• EXTRACTED TEXT

Blackstone's Energy Transition Partners has agreed to acquire a majority stake in Advanced Cooling Technologies (ACT), a Pennsylvania-based manufacturer of thermal management solutions, in a transaction sources familiar with the matter value in excess of $1 billion. The deal, announced March 10, positions the megafund to capitalize on surging demand for sophisticated cooling infrastructure as artificial intelligence workloads push traditional data center designs past their thermal breaking points.
The acquisition marks Blackstone's latest infrastructure bet on the physical backbone required to support the AI revolution. While competitors chase semiconductor manufacturers and cloud service providers, the firm has identified thermal management as a critical bottleneck—one where decades of incremental innovation in air cooling have suddenly become inadequate for the heat densities generated by GPU-intensive computing.
ACT, founded in 1998 and headquartered in Lancaster, Pennsylvania, has spent more than two decades developing specialized heat pipes, vapor chambers, and two-phase cooling systems for aerospace, defense, and industrial applications. The company's technology portfolio now includes liquid cooling solutions specifically engineered for high-density computing environments where traditional air conditioning cannot maintain operational temperatures.
"Advanced Cooling Technologies is a best-in-class provider of mission-critical thermal management solutions at a time when demand for energy-efficient cooling infrastructure has never been greater," said David Foley, Global Head of Blackstone Energy Transition Partners, in the announcement. "We see tremendous opportunity to support ACT's continued growth as data center operators, utilities, and industrial customers seek innovative solutions to meet rising power and cooling demands."

• COMPLETE THE FOLLOWING
**a)** Reproduce verbatim the passage of the Blackstone acquisition article starting with "The acquisition marks" and going on through "maintain operational temperatures.".
**b)** Extend the article on Blackstone's purchase of Advanced Cooling Technologies, picking up after its final sentence.

• RAW RECORDS
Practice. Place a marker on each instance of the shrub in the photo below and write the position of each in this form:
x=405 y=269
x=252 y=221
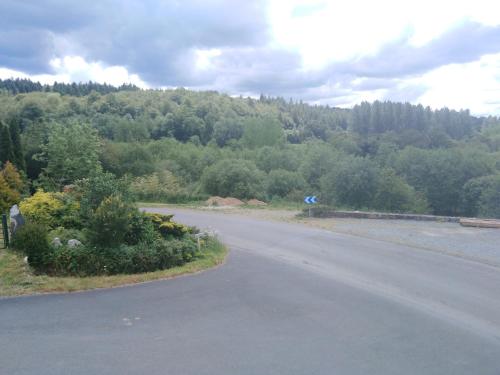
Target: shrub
x=233 y=178
x=157 y=186
x=32 y=239
x=142 y=257
x=67 y=234
x=141 y=229
x=10 y=186
x=52 y=209
x=43 y=208
x=280 y=183
x=168 y=228
x=111 y=221
x=98 y=187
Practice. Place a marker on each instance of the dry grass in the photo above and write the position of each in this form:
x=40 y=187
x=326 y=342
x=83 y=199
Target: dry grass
x=16 y=277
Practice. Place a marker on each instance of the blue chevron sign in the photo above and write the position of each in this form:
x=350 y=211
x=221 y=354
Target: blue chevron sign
x=311 y=199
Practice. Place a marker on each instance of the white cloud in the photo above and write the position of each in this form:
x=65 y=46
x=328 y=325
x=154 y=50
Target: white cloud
x=460 y=86
x=325 y=31
x=77 y=69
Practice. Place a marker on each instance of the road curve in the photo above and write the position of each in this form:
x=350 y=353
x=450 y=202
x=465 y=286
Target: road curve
x=290 y=300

• OUTPUTS BY TASK
**a)**
The acquisition marks Blackstone's latest infrastructure bet on the physical backbone required to support the AI revolution. While competitors chase semiconductor manufacturers and cloud service providers, the firm has identified thermal management as a critical bottleneck—one where decades of incremental innovation in air cooling have suddenly become inadequate for the heat densities generated by GPU-intensive computing.
ACT, founded in 1998 and headquartered in Lancaster, Pennsylvania, has spent more than two decades developing specialized heat pipes, vapor chambers, and two-phase cooling systems for aerospace, defense, and industrial applications. The company's technology portfolio now includes liquid cooling solutions specifically engineered for high-density computing environments where traditional air conditioning cannot maintain operational temperatures.

**b)**
Liquid Cooling Emerges as Infrastructure Necessity, Not Premium Option
The strategic rationale behind the acquisition reflects a fundamental shift in data center economics. Traditional air-cooled facilities operate at rack densities between 5-15 kilowatts per rack. Next-generation AI infrastructure routinely exceeds 50-100 kilowatts per rack, with some GPU clusters pushing past 200 kilowatts. At those densities, air cooling becomes physically impossible—the volume of air required would exceed what mechanical systems can move, and the heat rejected would overwhelm standard HVAC infrastructure.
Liquid cooling systems, by contrast, can absorb and transport vastly more thermal energy per unit volume. Water has approximately 3,500 times the heat capacity of air, enabling direct-to-chip cooling solutions that maintain processor temperatures even under sustained maximum loads. This isn't a marginal improvement—it's the difference between buildable and unbuildable facilities at AI scale.
Industry analysts project the data center liquid cooling market will grow from $3.2 billion in 2025 to $12.8 billion by 2030, representing a compound annual growth rate exceeding 30%. Goldman Sachs estimates that hyperscale operators will need to retrofit or rebuild approximately 40% of existing capacity within five years to accommodate AI workloads, with liquid cooling infrastructure representing 15-25% of total construction costs for new facilities.
ACT's technology addresses multiple points in the thermal management chain. The company manufactures heat pipes—sealed copper tubes containing working fluid that passively transfers heat through phase change cycles—as well as active liquid cooling loops that circulate coolant directly to hot components. Its vapor chamber technology creates two-dimensional heat spreaders that distribute thermal loads across larger surface areas before rejection to external cooling systems.
Deal Structure Preserves Management Team While Providing Growth Capital
Under terms of the agreement, ACT's existing management team will retain operational control and a significant equity stake in the business. Company CEO William Anderson and the engineering leadership that developed ACT's core technology platform will continue in their current roles, with Blackstone providing strategic guidance and capital for expansion rather than operational restructuring.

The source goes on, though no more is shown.